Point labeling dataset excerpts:
------

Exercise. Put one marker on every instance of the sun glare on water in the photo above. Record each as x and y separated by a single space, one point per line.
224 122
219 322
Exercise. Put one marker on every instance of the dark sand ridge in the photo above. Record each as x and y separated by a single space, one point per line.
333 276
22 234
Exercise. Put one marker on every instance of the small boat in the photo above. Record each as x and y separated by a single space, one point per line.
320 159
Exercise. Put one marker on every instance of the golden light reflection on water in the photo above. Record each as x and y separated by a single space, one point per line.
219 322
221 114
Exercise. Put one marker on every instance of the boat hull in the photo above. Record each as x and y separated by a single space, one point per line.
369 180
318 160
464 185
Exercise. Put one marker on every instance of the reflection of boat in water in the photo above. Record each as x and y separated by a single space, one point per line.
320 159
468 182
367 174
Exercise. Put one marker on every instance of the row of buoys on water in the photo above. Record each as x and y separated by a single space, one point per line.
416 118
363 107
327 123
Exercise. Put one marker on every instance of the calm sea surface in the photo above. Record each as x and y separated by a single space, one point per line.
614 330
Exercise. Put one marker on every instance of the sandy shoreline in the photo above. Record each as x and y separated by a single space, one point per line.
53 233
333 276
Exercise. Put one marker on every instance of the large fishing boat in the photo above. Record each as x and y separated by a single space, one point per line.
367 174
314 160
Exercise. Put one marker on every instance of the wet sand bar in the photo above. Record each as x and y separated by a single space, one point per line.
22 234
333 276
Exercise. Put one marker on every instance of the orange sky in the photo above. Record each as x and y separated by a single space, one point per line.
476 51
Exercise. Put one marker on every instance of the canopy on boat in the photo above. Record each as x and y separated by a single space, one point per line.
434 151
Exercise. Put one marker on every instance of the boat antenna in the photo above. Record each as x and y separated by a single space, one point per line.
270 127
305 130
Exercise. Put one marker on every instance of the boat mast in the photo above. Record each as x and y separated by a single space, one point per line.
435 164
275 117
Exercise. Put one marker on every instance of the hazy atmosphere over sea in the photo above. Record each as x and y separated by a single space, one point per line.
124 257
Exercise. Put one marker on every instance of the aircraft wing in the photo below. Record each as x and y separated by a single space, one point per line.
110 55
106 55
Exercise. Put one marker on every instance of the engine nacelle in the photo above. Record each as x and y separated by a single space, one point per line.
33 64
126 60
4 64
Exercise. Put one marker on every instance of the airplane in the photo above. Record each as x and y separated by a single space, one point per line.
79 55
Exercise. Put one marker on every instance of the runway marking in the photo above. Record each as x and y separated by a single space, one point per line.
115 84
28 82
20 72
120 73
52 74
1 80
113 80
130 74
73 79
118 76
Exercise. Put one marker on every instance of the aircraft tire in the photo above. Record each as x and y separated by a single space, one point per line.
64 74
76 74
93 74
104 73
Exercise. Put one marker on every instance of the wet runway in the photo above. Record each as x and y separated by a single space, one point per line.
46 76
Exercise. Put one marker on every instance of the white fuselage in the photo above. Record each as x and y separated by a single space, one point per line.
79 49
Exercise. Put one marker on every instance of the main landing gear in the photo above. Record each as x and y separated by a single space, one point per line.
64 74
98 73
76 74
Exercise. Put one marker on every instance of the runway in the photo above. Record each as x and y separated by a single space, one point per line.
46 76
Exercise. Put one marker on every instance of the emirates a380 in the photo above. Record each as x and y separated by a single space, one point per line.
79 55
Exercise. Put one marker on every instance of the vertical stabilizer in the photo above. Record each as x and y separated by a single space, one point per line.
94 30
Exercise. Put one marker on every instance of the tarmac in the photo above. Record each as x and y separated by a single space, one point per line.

------

What needs to be done >> Extract each line of the listing above, copying it word for word.

Solution to this problem >>
Exercise. Put one marker on every instance of the sun glare on water in the photo above. Record each as x and y separated by a single space, one point per line.
224 122
219 322
Exercise. Put one marker on every instance of the dark sand ridge in the photo above. Record each as x and y separated by a single space, one point per line.
333 276
22 234
Exercise. Put one marker on every instance of the small boat in the photo above. Record each as x and y separated by a single space, one point per line.
320 159
Exercise. Put one marker on every instance of the golden light reflection on water in the photo above. Record each as x and y separated by a single space, one point per line.
219 322
221 114
Exercise. Put one marker on every instance of the boat hull in the photo above. Record each as x and y separated by a single space, one point per line.
369 180
318 160
464 185
Exercise. Put one marker on every instance of the reflection of boat in water in the photo above. Record each as x and y separated by a single space, one point per line.
320 159
468 182
367 174
Exercise. Put one marker on every instance of the row of buoys on water in the photo above. Record each as x and y separated by a single space, one point per line.
416 118
363 107
327 123
Exercise. Put one marker on every instance of the calm sea surface in the photo above. Record each as x and y separated by a single space, one point per line.
614 330
Exercise. Put one marker on every instance of the sandy shoreline in the photo above. Record each as x and y separated by a single space, one point per line.
53 233
333 276
Exercise. Put one marker on every instance of the large fishing boat in the photo above. Record each as x and y separated by a single space, one point per line.
367 174
314 160
Exercise. Put one marker on every instance of the wet sand bar in the photo above. Record each as x and y separated by a single space, one point per line.
22 234
333 276
Exercise. Put one marker on every instance of the orange sky in the photo above. Record each as x and y separated by a single space, one point per line.
476 51
Exercise. Put one marker on every instance of the canopy on boat in the photo above. Record each as x and y separated by a single space, one point per line.
434 151
Exercise. Put one marker on every instance of the boat antenna in the photo above. Record each as x and y separated by a single space, one point per line.
270 127
305 130
Exercise. Put one marker on every instance of the boat mast in the photo above. Record each as x and y separated by a single space, one point per line.
435 164
275 117
Exercise. Put one marker on every instance of the hazy atmosphere over sea in the photo above. Record each as x and y separated by a single space, one point per line.
124 257
Exercise. Put one marker on every instance of the aircraft wing in the photo below. Record each as x and y separated by a single space, one point per line.
110 55
106 55
Exercise. Put one marker on every instance of the engine nacelle in the photo above. Record each as x and y separated by a single space, one point per line.
33 64
126 60
4 64
Exercise. Put one marker on every instance of the airplane in the photo above. Record each as x and y separated by a single space, one point per line.
79 55
Exercise. Put one marker on every instance of the runway marking in the photo above. Record each as x and y separated by a single space, one point per line.
115 84
28 82
20 72
120 73
52 74
1 80
113 80
130 74
73 79
118 76
Exercise. Put one marker on every instance of the aircraft tire in the photo above. Record each as x and y separated by a single space, one point per line.
64 74
76 74
93 74
104 73
Exercise. Put one marker on every instance of the wet runway in the photo above. Record each as x and y separated by a single space, one point per line.
46 76
Exercise. Put one marker on every instance of the white fuselage in the photo above. Record each as x and y separated by a single space, one point per line.
79 49
Exercise. Put one marker on every instance of the main landing gear in the photo above. Record each as x and y separated by a single space, one point per line.
64 74
98 73
76 74
Exercise. Put one marker on every instance of the runway in the photo above. Record each as x and y separated by a single space, one point per line.
46 76
Exercise. Put one marker on every instance of the emirates a380 in the photo above. Record each as x and y separated by a single space, one point per line.
79 55
Exercise. Put one marker on every instance of the vertical stabilizer in the photo above. Record each as x and y separated by a single space, one point per line.
94 30
Exercise. Put one marker on every instance of the tarmac in the photo above. Record each as x and y separated by a single space, one point per line.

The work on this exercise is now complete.